** START **

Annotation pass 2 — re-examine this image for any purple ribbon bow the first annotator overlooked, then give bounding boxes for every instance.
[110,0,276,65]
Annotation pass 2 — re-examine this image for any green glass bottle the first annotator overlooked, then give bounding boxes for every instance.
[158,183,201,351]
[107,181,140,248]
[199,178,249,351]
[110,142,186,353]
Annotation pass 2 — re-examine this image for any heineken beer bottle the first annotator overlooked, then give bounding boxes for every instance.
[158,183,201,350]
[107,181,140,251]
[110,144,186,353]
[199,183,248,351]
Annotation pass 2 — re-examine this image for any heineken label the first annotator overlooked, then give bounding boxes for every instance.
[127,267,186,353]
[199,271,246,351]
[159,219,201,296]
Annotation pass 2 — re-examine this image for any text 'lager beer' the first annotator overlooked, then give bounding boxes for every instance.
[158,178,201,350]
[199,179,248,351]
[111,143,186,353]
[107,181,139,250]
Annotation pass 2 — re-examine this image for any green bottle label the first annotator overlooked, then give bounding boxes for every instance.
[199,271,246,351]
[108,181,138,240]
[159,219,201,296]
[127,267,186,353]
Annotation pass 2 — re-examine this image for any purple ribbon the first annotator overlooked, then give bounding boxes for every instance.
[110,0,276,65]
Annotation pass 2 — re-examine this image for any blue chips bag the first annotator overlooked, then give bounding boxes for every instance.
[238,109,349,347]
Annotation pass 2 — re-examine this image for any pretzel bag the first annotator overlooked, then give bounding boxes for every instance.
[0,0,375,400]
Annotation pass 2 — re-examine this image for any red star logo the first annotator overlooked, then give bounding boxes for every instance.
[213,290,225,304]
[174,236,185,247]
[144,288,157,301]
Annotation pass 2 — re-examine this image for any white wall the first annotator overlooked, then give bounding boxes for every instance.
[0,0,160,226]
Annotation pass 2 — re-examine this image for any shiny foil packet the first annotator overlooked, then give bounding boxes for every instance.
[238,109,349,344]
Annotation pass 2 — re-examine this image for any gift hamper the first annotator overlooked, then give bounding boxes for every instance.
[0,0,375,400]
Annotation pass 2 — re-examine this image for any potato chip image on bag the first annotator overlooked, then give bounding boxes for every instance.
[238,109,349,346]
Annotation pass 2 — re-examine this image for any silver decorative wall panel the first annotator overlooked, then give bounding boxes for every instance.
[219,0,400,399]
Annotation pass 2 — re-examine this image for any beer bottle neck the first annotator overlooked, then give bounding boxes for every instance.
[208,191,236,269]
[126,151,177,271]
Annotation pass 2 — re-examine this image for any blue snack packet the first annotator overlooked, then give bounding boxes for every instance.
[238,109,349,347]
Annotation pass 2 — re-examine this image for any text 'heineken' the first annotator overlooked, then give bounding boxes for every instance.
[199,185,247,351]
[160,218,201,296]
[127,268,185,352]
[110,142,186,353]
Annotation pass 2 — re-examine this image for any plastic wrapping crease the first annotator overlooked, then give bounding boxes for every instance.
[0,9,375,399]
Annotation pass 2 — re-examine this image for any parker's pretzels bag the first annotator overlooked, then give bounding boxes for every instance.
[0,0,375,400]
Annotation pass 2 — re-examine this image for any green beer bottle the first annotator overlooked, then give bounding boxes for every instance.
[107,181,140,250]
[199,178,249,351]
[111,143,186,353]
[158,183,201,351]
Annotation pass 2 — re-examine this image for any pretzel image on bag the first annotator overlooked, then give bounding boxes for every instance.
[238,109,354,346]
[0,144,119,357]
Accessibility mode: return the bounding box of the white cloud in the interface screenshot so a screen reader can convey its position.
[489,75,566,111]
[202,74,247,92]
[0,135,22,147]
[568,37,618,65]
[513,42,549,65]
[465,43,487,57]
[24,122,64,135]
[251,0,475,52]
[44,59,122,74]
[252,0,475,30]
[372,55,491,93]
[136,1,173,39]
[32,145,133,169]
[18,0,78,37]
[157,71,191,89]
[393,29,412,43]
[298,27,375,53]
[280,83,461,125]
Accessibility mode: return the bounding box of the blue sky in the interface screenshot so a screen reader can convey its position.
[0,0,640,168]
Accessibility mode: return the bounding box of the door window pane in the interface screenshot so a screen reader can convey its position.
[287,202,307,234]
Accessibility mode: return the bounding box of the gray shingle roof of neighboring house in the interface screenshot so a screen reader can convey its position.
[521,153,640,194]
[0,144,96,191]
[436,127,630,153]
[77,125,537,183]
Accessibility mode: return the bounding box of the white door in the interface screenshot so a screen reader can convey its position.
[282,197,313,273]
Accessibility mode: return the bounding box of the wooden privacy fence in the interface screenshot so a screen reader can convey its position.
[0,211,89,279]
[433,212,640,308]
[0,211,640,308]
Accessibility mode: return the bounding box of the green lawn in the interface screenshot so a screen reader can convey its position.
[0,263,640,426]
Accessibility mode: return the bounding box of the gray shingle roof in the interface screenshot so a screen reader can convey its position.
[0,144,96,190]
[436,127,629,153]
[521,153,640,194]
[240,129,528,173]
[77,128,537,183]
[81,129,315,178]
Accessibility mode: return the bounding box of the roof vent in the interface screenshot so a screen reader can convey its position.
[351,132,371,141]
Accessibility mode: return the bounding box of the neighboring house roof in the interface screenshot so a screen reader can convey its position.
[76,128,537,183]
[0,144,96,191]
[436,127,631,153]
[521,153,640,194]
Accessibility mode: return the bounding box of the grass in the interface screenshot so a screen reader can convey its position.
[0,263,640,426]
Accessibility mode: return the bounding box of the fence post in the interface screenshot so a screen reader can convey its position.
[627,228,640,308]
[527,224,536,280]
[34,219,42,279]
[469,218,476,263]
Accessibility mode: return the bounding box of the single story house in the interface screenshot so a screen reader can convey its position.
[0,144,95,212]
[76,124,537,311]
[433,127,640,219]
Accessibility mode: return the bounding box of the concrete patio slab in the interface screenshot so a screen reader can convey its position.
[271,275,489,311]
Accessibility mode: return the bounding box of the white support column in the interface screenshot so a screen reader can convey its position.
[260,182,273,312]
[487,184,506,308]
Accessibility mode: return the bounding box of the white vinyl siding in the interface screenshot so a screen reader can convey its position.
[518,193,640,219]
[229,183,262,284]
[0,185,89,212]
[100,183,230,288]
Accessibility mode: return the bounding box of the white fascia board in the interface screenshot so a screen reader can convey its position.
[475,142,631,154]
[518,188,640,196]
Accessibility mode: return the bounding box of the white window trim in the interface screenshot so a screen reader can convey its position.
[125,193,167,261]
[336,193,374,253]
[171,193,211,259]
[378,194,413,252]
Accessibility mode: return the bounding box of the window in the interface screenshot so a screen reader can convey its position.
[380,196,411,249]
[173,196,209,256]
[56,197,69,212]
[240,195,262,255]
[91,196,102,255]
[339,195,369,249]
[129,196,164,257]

** END **

_Directive_
Reproduce all of the records above, swapping every occurrence of "first annotator" for "initial annotator" and leaving everything else untouched.

_Task output_
Annotation pass 2 — re-examine this image for any purple ribbon bow the initial annotator overlooked, then give bounding boxes for every instance.
[110,0,276,65]
Annotation pass 2 — re-examine this image for any green glass bottle the initial annotator overlooked, then give bounding boxes for every instance.
[158,183,201,351]
[107,181,140,248]
[199,178,249,351]
[110,142,186,353]
Annotation pass 2 — re-examine this image for any heineken beer bottle the initial annotator overlooked, then give bounding boxes for every instance.
[158,183,201,350]
[107,181,140,251]
[110,144,186,353]
[199,183,248,351]
Annotation pass 2 — re-examine this image for any heineken label the initial annotator overlooked, then give bounding boxes for every instance.
[127,267,186,353]
[199,271,246,351]
[159,219,201,296]
Annotation pass 2 — re-examine this image for any text 'lager beer' the initial annotator overlooked, then give bounding boxes for every instance.
[158,178,201,350]
[199,179,248,351]
[111,143,186,353]
[107,181,139,250]
Annotation pass 2 — re-examine this image for any green bottle label the initial annotator overlooked, then give bounding boxes for every instance.
[199,271,246,351]
[108,181,138,240]
[159,219,201,296]
[127,267,186,353]
Annotation pass 2 — re-examine this image for any purple ribbon the initial annotator overlooked, then give bounding boxes for every instance.
[110,0,276,65]
Annotation pass 2 — re-examine this image for any blue chips bag the initial annotator overlooked, then give bounding boxes for every instance.
[238,109,349,347]
Annotation pass 2 — re-examine this image for any pretzel bag the initial annotator overlooked, then give bounding boxes for every instance.
[0,0,375,400]
Annotation pass 2 — re-examine this image for any red star logo the initial annotator overlooked, then give bounding boxes for every instance.
[213,290,225,304]
[174,236,185,247]
[144,288,157,301]
Annotation pass 2 — re-examine this image for any white wall the initial annotator overlooked, then give bounding boxes for every instance.
[0,0,160,226]
Annotation pass 2 — re-examine this image for any shiny foil packet the initial annotator overlooked, then give bounding boxes for every instance.
[238,109,349,344]
Annotation pass 2 — re-examine this image for any gift hamper the initial annotator overlooked, then give bounding boxes for every instance.
[0,0,375,400]
Annotation pass 2 — re-examine this image for any potato chip image on bag the initial annotator overlooked, then give bounding boxes for every instance.
[238,109,349,346]
Annotation pass 2 — re-examine this image for any silver decorative wall panel the initial annotator overlooked, then give bounding boxes for every instance.
[219,0,400,399]
Annotation pass 2 — re-examine this image for any beer bottle neck the initial annotator overlooked, then give bounding boxes for every instance.
[208,191,236,269]
[126,151,177,271]
Annotation pass 2 — re-examine this image for any blue snack packet the initial annotator overlooked, then give bounding boxes for every instance.
[238,109,349,347]
Annotation pass 2 — re-examine this image for any text 'heineken' the initial annotator overlooked, then give bounding boxes for every instance.
[199,185,247,351]
[160,218,201,296]
[127,268,185,352]
[110,142,186,353]
Annotation pass 2 — re-examine this image for any plastic wrapping crease the initial annotator overlooked, then give bounding boxes for every instance.
[0,9,375,399]
Annotation pass 2 — re-examine this image for any parker's pretzels bag the initial annotator overlooked, then give bounding boxes for every instance.
[0,0,375,400]
Annotation pass 2 — re-examine this image for any green beer bottle the initial annotator overlooked, then give bounding boxes for every instance.
[107,181,140,250]
[199,178,249,351]
[111,143,186,353]
[158,183,201,351]
Annotation pass 2 — re-examine this image for any pretzel image on bag the initial annotator overlooked, then give bounding boxes for every instance.
[238,109,354,346]
[0,144,119,357]
Accessibility mode: return the bounding box of the white cloud in the interface screenshot so a screen reader can convey its position.
[489,75,566,111]
[202,74,247,92]
[0,135,22,147]
[568,37,618,65]
[513,42,549,65]
[465,43,487,57]
[24,122,64,135]
[251,0,475,52]
[44,59,122,74]
[252,0,475,30]
[372,55,491,93]
[136,1,173,39]
[32,145,133,169]
[18,0,78,37]
[157,71,191,89]
[393,29,412,43]
[298,27,375,53]
[280,83,461,125]
Accessibility mode: return the bounding box of the blue sky in the interface screenshot so a screen reader can convey its position.
[0,0,640,168]
Accessibility mode: return the bounding box of the door window pane in the interface screenshot so a screen reader can convey its position.
[287,202,307,234]
Accessibility mode: return the bounding box of the gray shingle roof of neighboring house in the interface screenshot so a screen reader can convey its position.
[521,153,640,194]
[0,144,96,191]
[436,127,630,153]
[77,125,537,183]
Accessibility mode: return the bounding box of the white door in the interface screenshot so a screen reader can convey its position.
[282,197,313,273]
Accessibility mode: return the bounding box of the wooden privacy fence in the interface screenshot so a screen reader can convey its position.
[0,211,89,279]
[433,212,640,308]
[0,211,640,308]
Accessibility mode: return the bounding box of the green lawn in the interface screenshot so a screen reader can convey its position.
[0,263,640,426]
Accessibility mode: return the bounding box of the gray shingle roof in the interface screenshot so a screen reader can convey its position.
[0,144,96,190]
[436,127,629,153]
[521,153,640,194]
[240,129,528,173]
[77,128,537,183]
[81,129,315,178]
Accessibility mode: return the bounding box of the roof vent in the interface screenshot so a screen reader can convey its position.
[351,132,371,141]
Accessibility mode: return the bounding box of the neighboring house roof in the interface screenshot so a screen reader can convey its position.
[76,128,537,183]
[0,144,96,191]
[436,127,631,153]
[521,153,640,194]
Accessibility mode: return the bounding box of the grass in the interface screenshot so a screen reader can convey its position.
[0,263,640,426]
Accessibility mode: return the bounding box of the fence post in the interface screenshot so a screen reader can convey its position.
[627,228,640,308]
[527,224,536,280]
[34,219,42,279]
[469,218,476,263]
Accessibility mode: return the bounding box of the single story house in the interface screenshot so a screen reader can convey its position.
[0,144,95,212]
[76,124,537,311]
[433,127,640,219]
Accessibility mode: return the bounding box of the concrete patio slab in the interface screenshot so a screen reader can convey its position.
[271,275,489,311]
Accessibility mode: return the bounding box of the white support column in the interface screenshot so a screen reader can convey its position.
[260,182,273,312]
[487,184,506,308]
Accessibility mode: return the bounding box of the white vinyl siding in the interface screenshot so a screen reader can convey its position.
[518,193,640,219]
[229,183,262,284]
[0,185,89,212]
[100,183,230,288]
Accessibility mode: return the bounding box of the white fascia board in the interface screenshot so a screen reader can convey its position.
[475,142,631,154]
[518,188,640,196]
Accessibility mode: return the bounding box of the white window trim in the interface screenshot so a screen reader can convey its position.
[125,193,167,261]
[336,193,374,253]
[171,193,211,259]
[378,194,413,252]
Accessibility mode: return the bounding box of the window in the interface screenshot so a screen reader can convey its position.
[380,196,411,249]
[173,196,209,256]
[56,197,69,212]
[240,195,262,255]
[91,196,102,255]
[339,195,369,249]
[129,196,164,257]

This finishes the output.